[REQUIREMENT] Pick out each line of the records that contains the word "background", and copy those lines. Treat case as significant.

[RECORDED DATA]

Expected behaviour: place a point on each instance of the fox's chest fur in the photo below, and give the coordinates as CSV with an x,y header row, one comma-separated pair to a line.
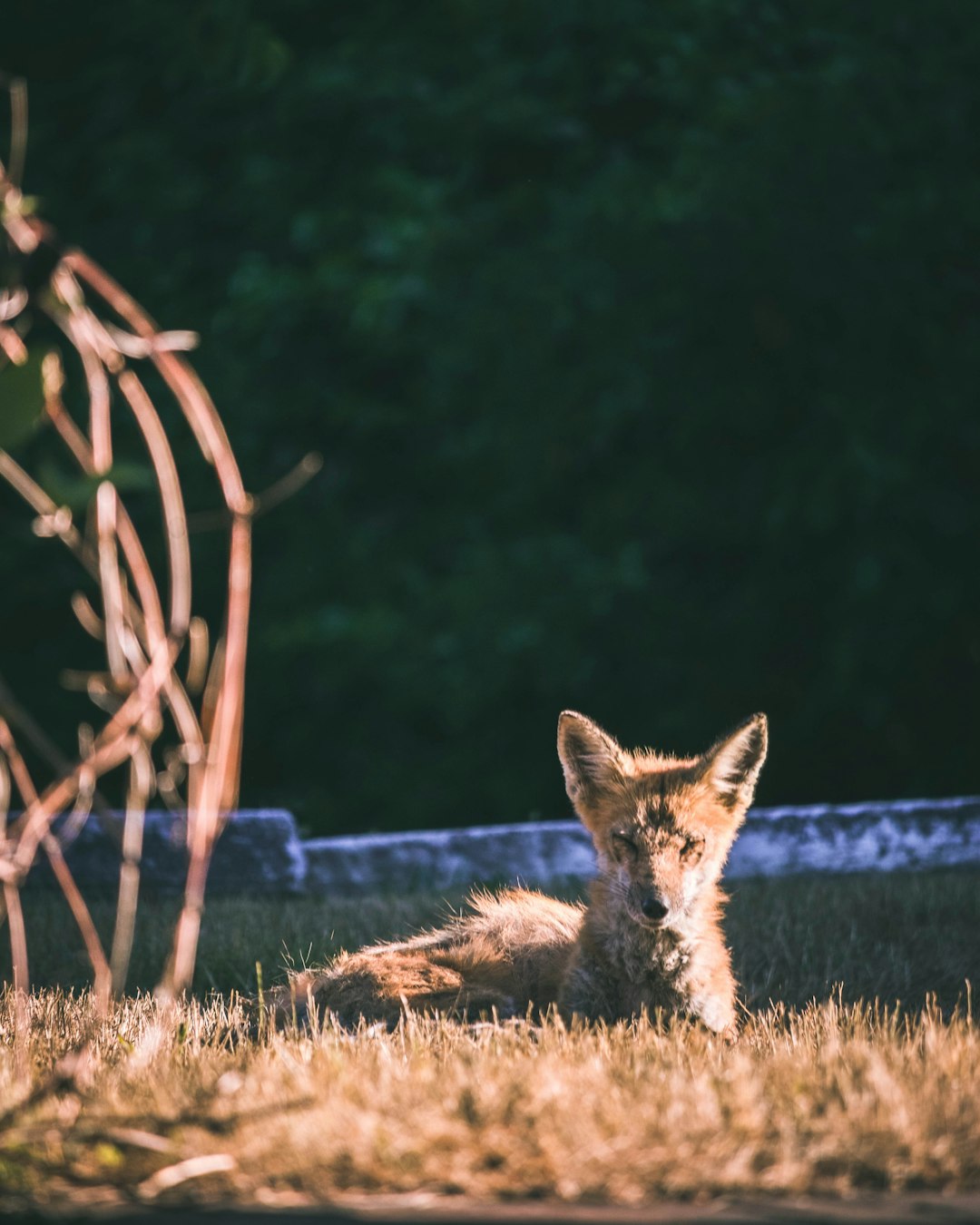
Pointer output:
x,y
620,969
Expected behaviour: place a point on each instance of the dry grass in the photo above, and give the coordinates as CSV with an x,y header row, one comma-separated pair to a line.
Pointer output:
x,y
828,1095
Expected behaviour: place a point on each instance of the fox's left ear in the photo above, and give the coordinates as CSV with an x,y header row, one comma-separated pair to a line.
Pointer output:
x,y
732,765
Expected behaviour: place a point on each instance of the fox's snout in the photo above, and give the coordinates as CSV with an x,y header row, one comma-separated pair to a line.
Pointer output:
x,y
653,908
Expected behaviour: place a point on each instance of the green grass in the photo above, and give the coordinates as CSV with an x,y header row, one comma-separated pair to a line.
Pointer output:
x,y
895,936
822,1093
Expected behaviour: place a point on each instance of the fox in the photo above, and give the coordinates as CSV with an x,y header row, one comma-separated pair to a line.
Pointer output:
x,y
648,938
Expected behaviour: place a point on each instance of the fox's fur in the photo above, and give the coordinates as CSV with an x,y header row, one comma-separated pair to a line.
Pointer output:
x,y
648,938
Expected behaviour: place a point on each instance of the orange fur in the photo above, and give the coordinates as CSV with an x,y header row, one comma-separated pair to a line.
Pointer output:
x,y
648,938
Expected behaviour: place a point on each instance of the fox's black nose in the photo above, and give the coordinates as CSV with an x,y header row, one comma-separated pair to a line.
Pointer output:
x,y
653,908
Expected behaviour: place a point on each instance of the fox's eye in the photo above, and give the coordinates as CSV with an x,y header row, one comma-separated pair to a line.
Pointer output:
x,y
692,849
623,846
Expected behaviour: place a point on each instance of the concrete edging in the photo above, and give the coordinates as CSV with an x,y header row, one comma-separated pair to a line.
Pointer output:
x,y
262,850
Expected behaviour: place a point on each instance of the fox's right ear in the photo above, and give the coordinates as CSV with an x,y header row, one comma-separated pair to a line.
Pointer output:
x,y
591,759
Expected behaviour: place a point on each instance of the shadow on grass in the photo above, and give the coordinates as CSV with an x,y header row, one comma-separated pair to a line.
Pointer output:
x,y
895,937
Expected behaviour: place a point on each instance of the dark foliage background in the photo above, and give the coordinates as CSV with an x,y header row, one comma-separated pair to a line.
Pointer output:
x,y
641,345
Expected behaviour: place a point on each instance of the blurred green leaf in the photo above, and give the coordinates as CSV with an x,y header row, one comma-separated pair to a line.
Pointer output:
x,y
21,401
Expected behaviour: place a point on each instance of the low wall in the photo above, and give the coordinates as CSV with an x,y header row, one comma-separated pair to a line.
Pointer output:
x,y
262,850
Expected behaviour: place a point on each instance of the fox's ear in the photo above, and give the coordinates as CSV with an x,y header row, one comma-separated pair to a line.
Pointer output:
x,y
591,759
732,765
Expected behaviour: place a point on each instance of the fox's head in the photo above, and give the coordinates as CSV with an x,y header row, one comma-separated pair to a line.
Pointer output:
x,y
662,826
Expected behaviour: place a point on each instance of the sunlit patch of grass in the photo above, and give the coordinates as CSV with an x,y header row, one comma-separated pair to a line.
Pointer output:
x,y
822,1093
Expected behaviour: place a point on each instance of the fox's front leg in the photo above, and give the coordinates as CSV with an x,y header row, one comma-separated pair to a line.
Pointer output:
x,y
717,1011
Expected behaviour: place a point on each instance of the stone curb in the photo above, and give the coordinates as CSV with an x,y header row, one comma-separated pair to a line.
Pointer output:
x,y
261,850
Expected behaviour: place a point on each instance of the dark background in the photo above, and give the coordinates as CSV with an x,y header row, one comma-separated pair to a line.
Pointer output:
x,y
641,346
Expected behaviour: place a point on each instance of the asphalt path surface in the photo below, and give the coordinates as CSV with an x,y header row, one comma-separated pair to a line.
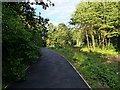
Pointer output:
x,y
51,71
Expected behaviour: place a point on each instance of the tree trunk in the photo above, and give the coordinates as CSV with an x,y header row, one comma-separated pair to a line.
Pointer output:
x,y
106,43
103,41
99,41
109,44
93,41
87,40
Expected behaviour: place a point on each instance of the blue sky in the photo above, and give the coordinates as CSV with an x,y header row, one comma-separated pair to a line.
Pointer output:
x,y
60,13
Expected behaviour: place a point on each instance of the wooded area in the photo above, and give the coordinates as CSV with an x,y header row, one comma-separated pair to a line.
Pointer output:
x,y
94,26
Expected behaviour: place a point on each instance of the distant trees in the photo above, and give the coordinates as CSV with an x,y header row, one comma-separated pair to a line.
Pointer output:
x,y
59,36
99,20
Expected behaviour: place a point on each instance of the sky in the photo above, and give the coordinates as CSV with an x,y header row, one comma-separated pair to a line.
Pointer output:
x,y
60,13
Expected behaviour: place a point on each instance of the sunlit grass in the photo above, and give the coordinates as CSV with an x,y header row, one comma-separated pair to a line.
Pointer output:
x,y
99,50
93,66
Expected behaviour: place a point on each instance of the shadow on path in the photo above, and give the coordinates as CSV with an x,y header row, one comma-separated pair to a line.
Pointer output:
x,y
51,71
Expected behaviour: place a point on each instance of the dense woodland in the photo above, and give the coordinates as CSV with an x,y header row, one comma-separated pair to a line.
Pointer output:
x,y
23,35
91,42
93,24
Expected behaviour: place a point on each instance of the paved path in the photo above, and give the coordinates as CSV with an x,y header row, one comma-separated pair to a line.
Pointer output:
x,y
51,71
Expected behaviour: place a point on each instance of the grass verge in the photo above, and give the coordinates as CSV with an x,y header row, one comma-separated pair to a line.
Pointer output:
x,y
93,66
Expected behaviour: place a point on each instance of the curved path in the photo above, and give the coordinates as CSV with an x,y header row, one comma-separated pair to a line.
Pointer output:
x,y
51,71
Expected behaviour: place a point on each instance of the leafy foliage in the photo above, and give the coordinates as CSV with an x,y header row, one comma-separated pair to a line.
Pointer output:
x,y
22,39
93,68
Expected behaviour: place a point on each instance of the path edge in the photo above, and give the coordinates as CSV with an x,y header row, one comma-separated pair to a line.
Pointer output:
x,y
73,68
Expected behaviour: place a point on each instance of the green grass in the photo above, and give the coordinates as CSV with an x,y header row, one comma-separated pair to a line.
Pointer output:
x,y
93,67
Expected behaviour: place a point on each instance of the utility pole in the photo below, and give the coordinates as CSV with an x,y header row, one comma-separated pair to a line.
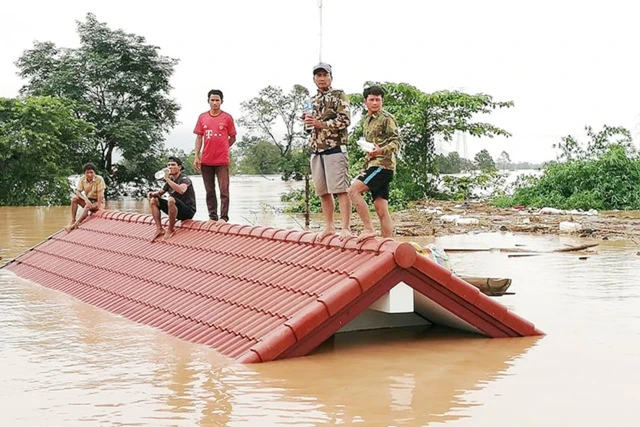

[EXERCISE RESPONSE]
Expected behaviour: place a point on each instance of the dark foliage background in the photo above, and give the coordinates as CSV with an x,y header row, one comma-separated pair to a line.
Expected behaviour: place a point on each instance of the dark background in the photo above, and give the coordinates as CSV with an x,y header row, one comma-separated pair to a line.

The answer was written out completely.